**** Data supplied

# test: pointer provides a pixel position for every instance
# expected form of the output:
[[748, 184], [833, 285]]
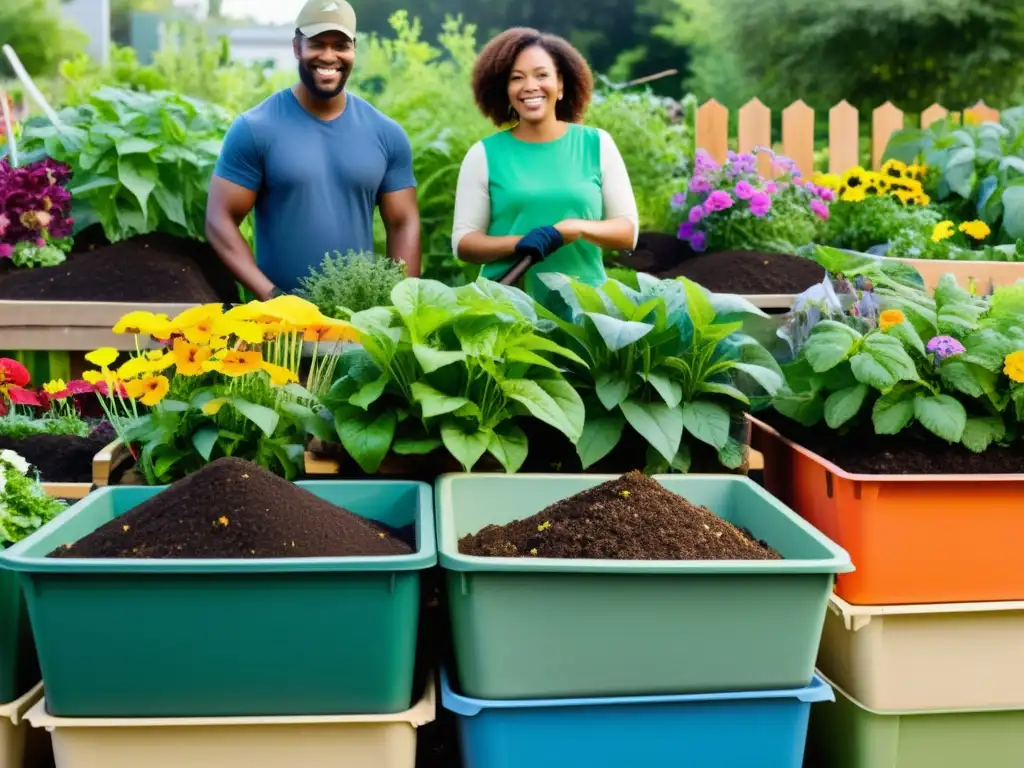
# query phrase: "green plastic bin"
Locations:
[[847, 734], [544, 628], [211, 638]]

********

• [How to complete this task]
Starting at the line that contains "[[748, 184], [833, 285]]", retype each line through the end of the data exactly, and leave out every picture.

• [Solution to the exercise]
[[748, 184], [833, 285]]
# query phrase: "green plastic bin"
Locations:
[[847, 734], [544, 628], [211, 638]]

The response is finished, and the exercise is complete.